[ВЫБРАННЫЙ ОТРЫВОК]:

--------------------------------

Бачинин - Так проходит мирская слава

Андрей Вознесенский
Вознесенский А. А. Стихотворения и поэмы: В 2 т.  Вступ. статья, сост., подг. текста и примеч. Г. И. Трубникова —  СПб.: Издательство Пушкинского Дома, Вита Нова, 2015 — (Новая Библиотека поэта).
 
 

Владислав Бачинин - Так проходит мирская слава

 
 
                               Тоска твою душу ест,
                                           Вот ты и хохмишь у фрески,
                                          Где тащит страдалец крест:
                                         «Христос на воскреснике».
 
                                Андрей Вознесенский
 
 

Ностальгическое

 
В юности я очень любил стихи Андрея Вознесенского. Позднее, уже в 2000-е годы, вспоминая о нём, недоумевал по поводу не совсем понятного феномена угасания его, когда-то исключительной, популярности. Не слишком уверенно предполагал, что тут действовала универсальность банального закона нашей земной жизни: «Sic transit gloria mundi» («Так проходит мирская слава»). Вероятно, все эти недоумения и предположения и по сей день оставались бы внутри меня в подвешенном состоянии, если б не появился прекрасный повод разобраться в них..В Санкт-Петербурге увидел свет академический двухтомник стихотворений и поэм А. А. Вознесенского. Именно это обстоятельство и дало возможность не только окунуться в те времена, когда нам «были свежи все впечатленья бытия», но и поразмышлять о переменах, произошедших в культуре, в нас самих и в нашем отношении к поэту.
 
Двухтомник имеет исторический предел, дальше которого содержание не распространяется, - 1985 год. Вряд ли стоит спорить с издателями о его правомерности. Подумалось, что во внезапности подобного хронологического обрыва проглянуло нечто символическое. Ведь, в восприятии очень многих  1985 год фактически сливается с оруэлловским 1984 годом. Это исторический рубикон, важный как для исторической судьбы всей страны, так и для творческой судьбы АВ, художника с могучим социальным темпераментом. Творческая жизнь российских поэтов и читателей, вышедших из СССР, оказалась неизгладимо маркирована этой вехой. В её точке современный читатель получает возможность «остановиться, оглянуться», поразмышлять о поэзии и поэте, о времени и о себе. Тем более, что подумать, действительно, есть над чем.
 
Начав погружаться в поэтический мир Вознесенского оруэлловской поры, поймал себя на том, что воспринимаю его поэзию совсем не так, как раньше. Тексты, то искромётные, то меланхоличные, то задиристые, то умиротворяющие,  остались, разумеется, прежними. Другим стал жизненный контекст их восприятия. Бурные, рубежные, межмиллениумные времена  переформатировали очень многое, как вне нас, так и внутри нас, изменили и внешнюю, и внутреннюю реальности. Контекст изменился не просто основательно, но радикально и далеко не в лучшую сторону. Те опасения, которые тревожили поэта, оказались не пустыми. Они подтвердились в наихудшем виде и реализовались при переходе из второго тысячелетия в третье  в таких масштабах, которые и не снились большинству поэтов советской цивилизации. Страна, которую АВ любил, и народ, о судьбе которого болела его душа, не выдержали исторических переломов горбачевской, ельцинской и путинской эпох и сами оказались переломаны. Потому сегодня голосу поэта приходится звучать уже в качественно ином социокультурном хронотопе.

--------------------------------

[ЗАДАНИЯ]:
(1) Каким годом ограничено содержание двухтомника, о котором говорится в выбранном отрывке?
(2) Определите, согласуются ли с выбранным отрывком следующие утверждения, и для каждого приведите решающие слова отрывка в виде точной цитаты. (a) Академический двухтомник стихотворений и поэм Вознесенского вышел в Москве. (b) В юности автор отрывка очень любил стихи Вознесенского. (c) По словам автора, изменились сами тексты Вознесенского, а контекст их восприятия остался прежним.

--------------------------------

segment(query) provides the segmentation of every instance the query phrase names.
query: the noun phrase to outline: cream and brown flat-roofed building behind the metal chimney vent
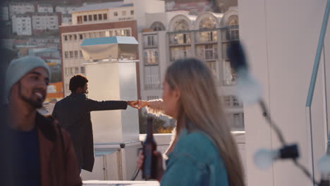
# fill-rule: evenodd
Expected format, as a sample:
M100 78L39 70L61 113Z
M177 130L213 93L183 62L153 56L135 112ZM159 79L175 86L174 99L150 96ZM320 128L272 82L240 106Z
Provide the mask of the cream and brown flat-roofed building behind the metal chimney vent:
M162 4L163 6L159 6ZM68 82L72 75L85 74L80 44L83 39L110 36L138 38L138 24L144 27L145 13L164 11L164 2L157 0L116 1L86 4L72 12L72 23L60 27L64 95L71 94Z

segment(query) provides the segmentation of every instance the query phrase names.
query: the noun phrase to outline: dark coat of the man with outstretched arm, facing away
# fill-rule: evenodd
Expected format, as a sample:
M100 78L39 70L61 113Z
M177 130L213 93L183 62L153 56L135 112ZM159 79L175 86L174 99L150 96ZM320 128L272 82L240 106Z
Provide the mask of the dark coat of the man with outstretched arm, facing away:
M72 93L55 104L52 116L68 130L82 169L92 172L94 142L90 111L127 109L126 101L94 101L85 94Z

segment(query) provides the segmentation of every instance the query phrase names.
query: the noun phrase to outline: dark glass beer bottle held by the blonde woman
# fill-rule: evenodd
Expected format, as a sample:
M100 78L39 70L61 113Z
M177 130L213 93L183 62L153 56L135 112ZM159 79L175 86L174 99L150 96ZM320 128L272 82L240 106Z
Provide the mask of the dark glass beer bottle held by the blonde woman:
M145 159L143 161L142 178L145 180L157 178L157 157L154 156L157 144L152 134L152 120L151 116L147 117L147 137L143 142L143 156L145 156Z

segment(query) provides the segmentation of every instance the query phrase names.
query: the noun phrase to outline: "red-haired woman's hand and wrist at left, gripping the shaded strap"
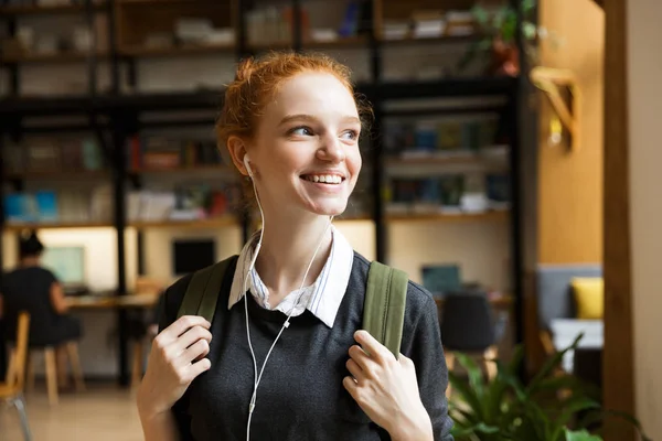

--------------------------------

[ОТВЕТЫ]:
(1) Содержание двухтомника ограничено 1985 годом.

(2)
(a) Нет: «В Санкт-Петербурге увидел свет академический двухтомник стихотворений и поэм А. А. Вознесенского».
(b) Да: «В юности я очень любил стихи Андрея Вознесенского».
(c) Нет: «Другим стал жизненный контекст их восприятия».